*Raw data*:
....

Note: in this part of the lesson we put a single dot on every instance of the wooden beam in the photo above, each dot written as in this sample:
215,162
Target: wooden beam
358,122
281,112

....

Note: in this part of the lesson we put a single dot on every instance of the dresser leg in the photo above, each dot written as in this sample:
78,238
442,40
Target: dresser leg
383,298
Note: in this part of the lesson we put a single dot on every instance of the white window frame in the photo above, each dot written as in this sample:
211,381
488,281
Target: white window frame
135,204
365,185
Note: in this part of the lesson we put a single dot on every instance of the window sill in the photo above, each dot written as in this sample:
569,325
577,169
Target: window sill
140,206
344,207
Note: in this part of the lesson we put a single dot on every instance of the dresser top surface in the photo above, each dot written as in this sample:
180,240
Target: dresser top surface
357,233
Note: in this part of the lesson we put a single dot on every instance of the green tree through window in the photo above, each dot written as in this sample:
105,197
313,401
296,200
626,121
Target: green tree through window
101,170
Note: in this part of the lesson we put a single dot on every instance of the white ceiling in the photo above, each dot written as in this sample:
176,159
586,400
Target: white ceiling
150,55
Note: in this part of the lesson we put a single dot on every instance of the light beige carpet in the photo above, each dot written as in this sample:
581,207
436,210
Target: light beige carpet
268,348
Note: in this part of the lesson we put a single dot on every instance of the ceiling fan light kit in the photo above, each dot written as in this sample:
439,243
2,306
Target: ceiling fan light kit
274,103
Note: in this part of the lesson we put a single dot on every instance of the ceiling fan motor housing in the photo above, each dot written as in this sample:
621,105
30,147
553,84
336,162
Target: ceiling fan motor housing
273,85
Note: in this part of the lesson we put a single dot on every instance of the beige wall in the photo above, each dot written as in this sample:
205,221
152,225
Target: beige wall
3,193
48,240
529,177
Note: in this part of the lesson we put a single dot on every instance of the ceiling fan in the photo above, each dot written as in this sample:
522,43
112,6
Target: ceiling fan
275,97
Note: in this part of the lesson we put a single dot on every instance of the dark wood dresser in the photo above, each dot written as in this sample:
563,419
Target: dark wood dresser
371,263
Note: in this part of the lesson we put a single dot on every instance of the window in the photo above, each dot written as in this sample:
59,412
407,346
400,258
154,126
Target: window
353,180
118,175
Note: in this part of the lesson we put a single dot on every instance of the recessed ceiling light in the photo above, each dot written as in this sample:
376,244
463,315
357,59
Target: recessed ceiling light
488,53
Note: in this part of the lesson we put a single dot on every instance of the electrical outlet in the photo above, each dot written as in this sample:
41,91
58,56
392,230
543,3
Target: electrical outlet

....

*The request*:
Copy the entries from the line with "ceiling fan in" up to and including the line with "Target: electrical outlet", replacing "dark wood dresser" with "dark wood cabinet" and leaving everything else unchanged.

*Final answer*:
Note: in this part of the lesson we put a single dot on every instance of the ceiling fan in the photo above, each dot written as in this sample:
522,43
112,6
Target: ceiling fan
275,97
Note: in this part of the lesson we put a single dot on every instance of the dark wood cabinet in the photo above, each dot written as in this sample:
563,419
Target: dark wood cabinet
371,263
Note: in this part of the lesson we put a single dot on every instance of the window in the photo above, each dot written as in this sample:
59,412
407,346
400,258
154,126
Target: window
353,180
118,175
Note: in this part of the lesson we put a single dot on every instance of the recessed ceiling light in the photo above, each dot written as in this sample:
376,244
463,315
357,59
Target: recessed ceiling light
488,53
Note: in this part of the lesson we put a single dot on every instance of the electrical outlet in the photo above, each dot written as in this sample:
41,91
58,56
392,230
543,3
Target: electrical outlet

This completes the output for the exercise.